◆ Requirement
Count the lines of the records that contain the string "railing". Reply with the number alone.

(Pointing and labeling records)
>>>
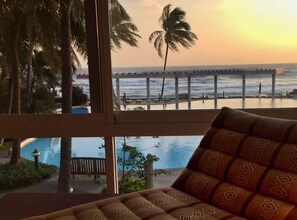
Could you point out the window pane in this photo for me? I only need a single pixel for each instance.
(239, 60)
(31, 78)
(171, 153)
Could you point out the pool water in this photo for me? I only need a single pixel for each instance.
(173, 151)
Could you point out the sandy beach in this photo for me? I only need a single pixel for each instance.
(251, 102)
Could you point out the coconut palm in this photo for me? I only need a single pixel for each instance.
(121, 27)
(176, 32)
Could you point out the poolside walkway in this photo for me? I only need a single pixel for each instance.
(86, 184)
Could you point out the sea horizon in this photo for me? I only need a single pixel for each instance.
(229, 85)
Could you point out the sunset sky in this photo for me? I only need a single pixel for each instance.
(229, 32)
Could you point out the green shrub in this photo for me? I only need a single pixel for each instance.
(23, 174)
(131, 184)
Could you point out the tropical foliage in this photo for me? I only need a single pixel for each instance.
(38, 42)
(175, 32)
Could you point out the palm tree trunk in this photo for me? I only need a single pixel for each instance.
(163, 82)
(65, 162)
(28, 80)
(16, 82)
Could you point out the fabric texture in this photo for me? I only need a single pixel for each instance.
(244, 168)
(246, 165)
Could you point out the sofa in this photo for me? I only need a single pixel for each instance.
(244, 168)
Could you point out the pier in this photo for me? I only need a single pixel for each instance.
(189, 74)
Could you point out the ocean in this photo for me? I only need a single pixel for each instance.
(229, 85)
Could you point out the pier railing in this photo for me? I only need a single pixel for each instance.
(189, 74)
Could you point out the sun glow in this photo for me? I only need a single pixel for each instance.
(267, 23)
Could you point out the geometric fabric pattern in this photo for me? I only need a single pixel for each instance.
(245, 167)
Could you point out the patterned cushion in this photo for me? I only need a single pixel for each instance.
(244, 168)
(155, 204)
(246, 165)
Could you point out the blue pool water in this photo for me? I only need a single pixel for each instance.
(174, 152)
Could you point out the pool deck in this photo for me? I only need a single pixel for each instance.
(86, 184)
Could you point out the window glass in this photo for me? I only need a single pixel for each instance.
(243, 56)
(31, 78)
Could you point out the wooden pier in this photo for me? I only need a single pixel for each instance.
(243, 72)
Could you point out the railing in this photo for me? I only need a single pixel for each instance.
(88, 166)
(194, 73)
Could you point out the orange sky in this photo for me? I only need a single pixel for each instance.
(229, 32)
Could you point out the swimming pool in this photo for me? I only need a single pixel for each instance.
(173, 151)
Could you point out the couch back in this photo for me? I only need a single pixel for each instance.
(247, 165)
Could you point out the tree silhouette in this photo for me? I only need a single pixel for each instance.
(175, 32)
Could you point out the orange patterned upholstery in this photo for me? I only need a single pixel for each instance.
(246, 165)
(244, 168)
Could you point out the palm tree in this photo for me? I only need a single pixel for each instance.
(18, 22)
(66, 69)
(176, 32)
(122, 29)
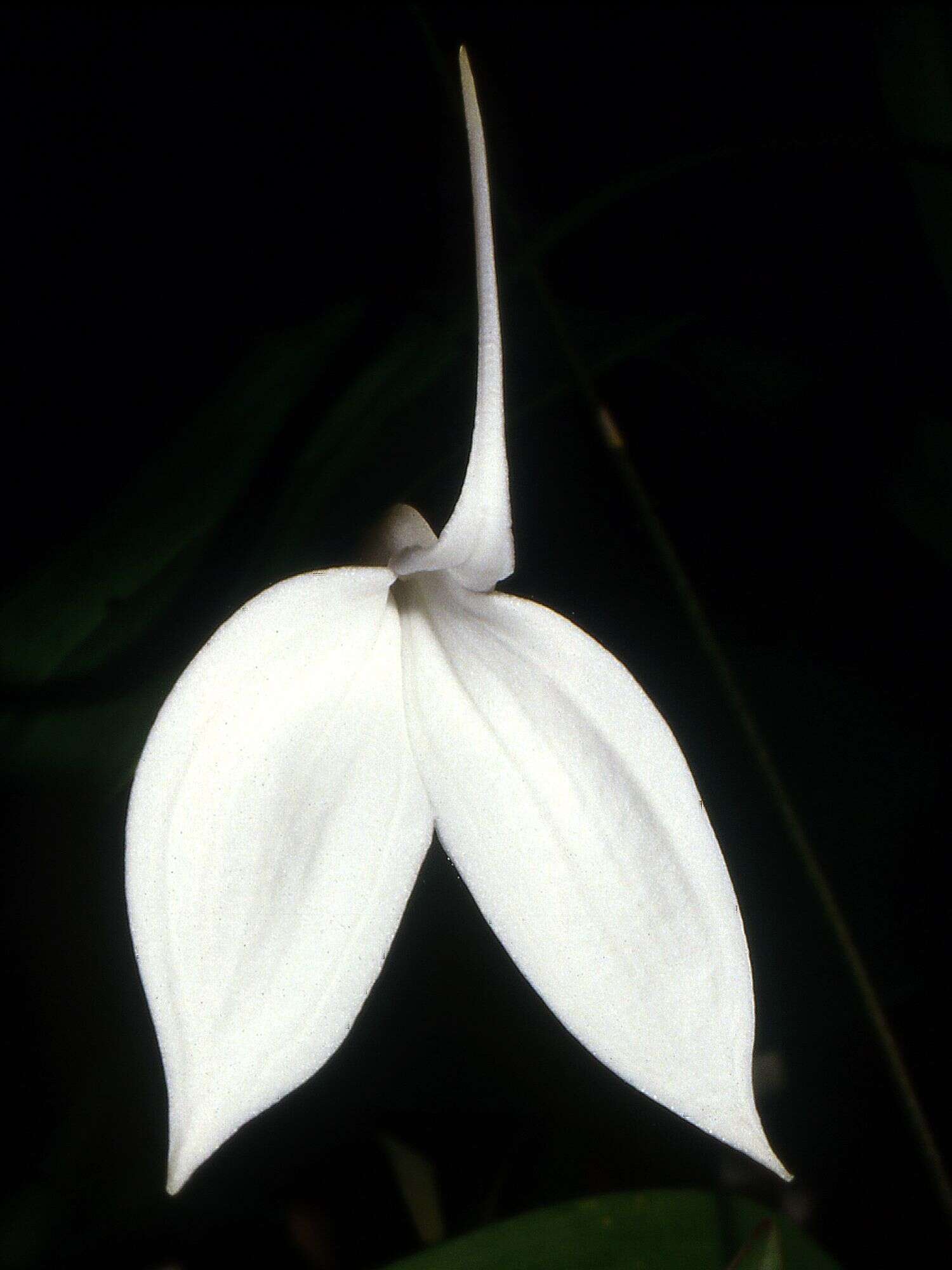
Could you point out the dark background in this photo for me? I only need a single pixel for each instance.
(734, 228)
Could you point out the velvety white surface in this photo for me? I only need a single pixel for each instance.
(286, 798)
(477, 544)
(569, 810)
(276, 827)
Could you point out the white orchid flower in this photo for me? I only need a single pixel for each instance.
(291, 784)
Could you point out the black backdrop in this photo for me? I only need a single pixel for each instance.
(732, 225)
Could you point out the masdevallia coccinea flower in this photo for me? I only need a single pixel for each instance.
(291, 784)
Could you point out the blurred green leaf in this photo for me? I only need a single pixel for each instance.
(764, 1250)
(134, 561)
(658, 1230)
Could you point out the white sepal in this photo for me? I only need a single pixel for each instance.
(276, 827)
(477, 544)
(569, 810)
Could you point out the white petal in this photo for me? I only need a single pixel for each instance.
(477, 544)
(569, 810)
(276, 827)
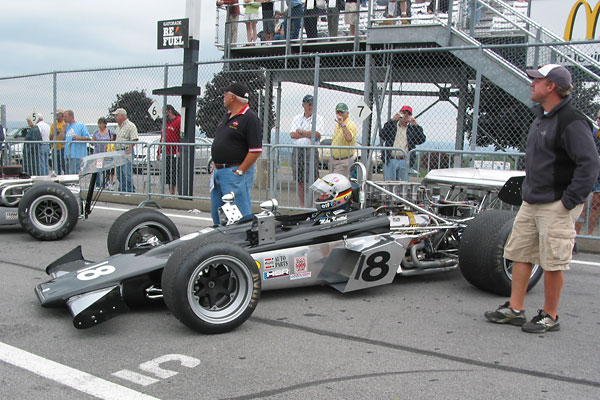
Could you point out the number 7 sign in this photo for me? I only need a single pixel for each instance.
(360, 112)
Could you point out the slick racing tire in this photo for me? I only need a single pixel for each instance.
(481, 253)
(213, 288)
(48, 211)
(138, 228)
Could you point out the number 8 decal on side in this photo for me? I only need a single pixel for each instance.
(375, 261)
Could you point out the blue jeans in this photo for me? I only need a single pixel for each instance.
(58, 157)
(44, 152)
(73, 165)
(297, 12)
(395, 170)
(226, 182)
(125, 177)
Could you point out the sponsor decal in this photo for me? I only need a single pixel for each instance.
(300, 264)
(281, 262)
(302, 275)
(591, 19)
(276, 273)
(190, 236)
(269, 263)
(342, 219)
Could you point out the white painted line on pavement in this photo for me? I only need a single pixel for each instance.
(71, 377)
(168, 215)
(585, 263)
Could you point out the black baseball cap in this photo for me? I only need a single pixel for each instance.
(239, 89)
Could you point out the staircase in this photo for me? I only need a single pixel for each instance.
(495, 22)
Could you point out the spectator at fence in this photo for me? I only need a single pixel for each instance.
(561, 166)
(301, 133)
(403, 133)
(268, 22)
(102, 134)
(310, 19)
(31, 151)
(251, 16)
(442, 6)
(351, 15)
(172, 152)
(126, 132)
(392, 11)
(344, 134)
(295, 12)
(279, 30)
(594, 202)
(333, 16)
(45, 147)
(233, 16)
(58, 149)
(76, 136)
(236, 147)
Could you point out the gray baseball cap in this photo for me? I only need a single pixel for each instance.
(308, 99)
(553, 72)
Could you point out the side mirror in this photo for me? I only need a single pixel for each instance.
(269, 206)
(228, 198)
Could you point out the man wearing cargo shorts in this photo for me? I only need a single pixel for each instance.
(561, 166)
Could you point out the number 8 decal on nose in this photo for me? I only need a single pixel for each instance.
(92, 273)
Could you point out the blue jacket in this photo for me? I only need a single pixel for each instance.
(561, 161)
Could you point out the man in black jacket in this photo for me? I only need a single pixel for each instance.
(403, 133)
(561, 165)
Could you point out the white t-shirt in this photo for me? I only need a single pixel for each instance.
(44, 130)
(299, 122)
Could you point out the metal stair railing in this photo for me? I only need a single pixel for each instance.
(541, 35)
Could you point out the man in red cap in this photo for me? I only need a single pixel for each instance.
(402, 133)
(235, 149)
(561, 165)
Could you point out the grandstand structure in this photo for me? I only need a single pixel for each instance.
(475, 41)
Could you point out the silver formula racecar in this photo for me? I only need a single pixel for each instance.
(362, 235)
(48, 207)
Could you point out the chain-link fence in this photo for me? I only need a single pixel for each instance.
(469, 96)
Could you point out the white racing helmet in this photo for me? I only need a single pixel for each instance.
(332, 192)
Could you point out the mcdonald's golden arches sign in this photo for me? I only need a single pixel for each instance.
(591, 19)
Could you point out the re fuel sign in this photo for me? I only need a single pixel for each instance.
(173, 34)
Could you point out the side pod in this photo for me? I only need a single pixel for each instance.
(92, 308)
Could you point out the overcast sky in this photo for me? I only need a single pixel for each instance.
(51, 35)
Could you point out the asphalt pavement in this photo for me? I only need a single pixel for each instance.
(417, 338)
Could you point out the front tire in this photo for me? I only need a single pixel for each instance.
(481, 253)
(48, 211)
(213, 288)
(140, 227)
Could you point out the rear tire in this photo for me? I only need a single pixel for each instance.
(140, 227)
(213, 288)
(48, 211)
(481, 253)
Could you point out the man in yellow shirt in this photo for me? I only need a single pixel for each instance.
(344, 134)
(58, 149)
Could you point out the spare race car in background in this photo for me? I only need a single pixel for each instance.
(48, 207)
(361, 236)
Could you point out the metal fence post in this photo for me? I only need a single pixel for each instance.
(54, 103)
(3, 123)
(476, 103)
(277, 132)
(163, 161)
(313, 159)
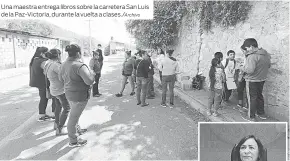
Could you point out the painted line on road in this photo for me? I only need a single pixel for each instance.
(17, 131)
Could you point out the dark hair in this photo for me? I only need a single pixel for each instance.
(128, 53)
(37, 53)
(218, 55)
(243, 140)
(52, 53)
(230, 51)
(214, 63)
(72, 50)
(250, 42)
(170, 52)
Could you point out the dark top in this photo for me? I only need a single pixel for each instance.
(37, 78)
(74, 86)
(142, 67)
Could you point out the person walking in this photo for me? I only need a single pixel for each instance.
(96, 67)
(56, 87)
(169, 68)
(142, 70)
(37, 79)
(257, 66)
(127, 73)
(77, 79)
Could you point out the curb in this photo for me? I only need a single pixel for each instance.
(17, 131)
(196, 104)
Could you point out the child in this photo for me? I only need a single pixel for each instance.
(217, 78)
(96, 67)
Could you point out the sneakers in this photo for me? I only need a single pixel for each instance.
(263, 116)
(164, 105)
(79, 143)
(119, 95)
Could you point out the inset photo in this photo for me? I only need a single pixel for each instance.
(242, 141)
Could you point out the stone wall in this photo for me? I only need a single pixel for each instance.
(268, 23)
(20, 54)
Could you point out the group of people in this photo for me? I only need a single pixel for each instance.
(139, 69)
(68, 84)
(225, 76)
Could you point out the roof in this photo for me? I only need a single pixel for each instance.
(31, 34)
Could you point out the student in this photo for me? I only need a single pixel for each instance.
(230, 64)
(217, 78)
(77, 79)
(96, 67)
(169, 67)
(127, 71)
(257, 66)
(142, 70)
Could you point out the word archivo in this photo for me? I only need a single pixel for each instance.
(63, 6)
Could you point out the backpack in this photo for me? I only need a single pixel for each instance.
(227, 62)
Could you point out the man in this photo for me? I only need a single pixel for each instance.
(230, 65)
(142, 67)
(257, 65)
(169, 68)
(150, 91)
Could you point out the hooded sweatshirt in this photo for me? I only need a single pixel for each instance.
(257, 65)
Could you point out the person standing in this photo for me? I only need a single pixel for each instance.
(56, 87)
(257, 66)
(169, 68)
(127, 73)
(96, 67)
(77, 79)
(142, 70)
(37, 79)
(230, 66)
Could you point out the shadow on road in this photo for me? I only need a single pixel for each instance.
(117, 129)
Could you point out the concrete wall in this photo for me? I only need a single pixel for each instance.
(217, 140)
(268, 23)
(20, 54)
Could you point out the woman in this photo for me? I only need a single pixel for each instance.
(37, 79)
(57, 90)
(249, 149)
(127, 72)
(77, 79)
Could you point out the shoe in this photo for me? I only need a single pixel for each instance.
(245, 117)
(119, 95)
(60, 131)
(79, 143)
(146, 104)
(263, 116)
(43, 118)
(164, 105)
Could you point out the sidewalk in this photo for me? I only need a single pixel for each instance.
(198, 100)
(8, 73)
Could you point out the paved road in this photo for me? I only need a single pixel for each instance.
(117, 129)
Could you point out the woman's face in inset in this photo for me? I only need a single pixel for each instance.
(249, 151)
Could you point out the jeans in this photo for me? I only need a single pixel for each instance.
(43, 101)
(62, 102)
(142, 85)
(170, 81)
(215, 99)
(150, 89)
(76, 110)
(96, 84)
(255, 98)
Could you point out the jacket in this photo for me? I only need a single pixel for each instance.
(257, 65)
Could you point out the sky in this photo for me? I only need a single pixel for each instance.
(101, 29)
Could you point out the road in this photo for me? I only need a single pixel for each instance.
(117, 128)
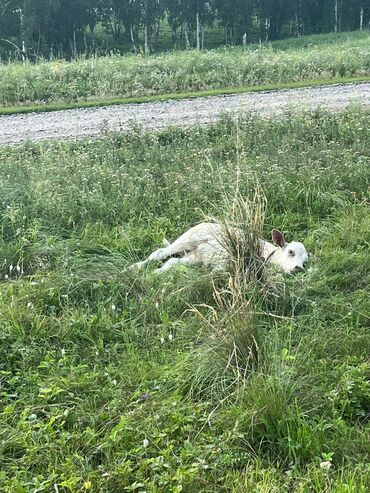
<<<
◆ Correct result
3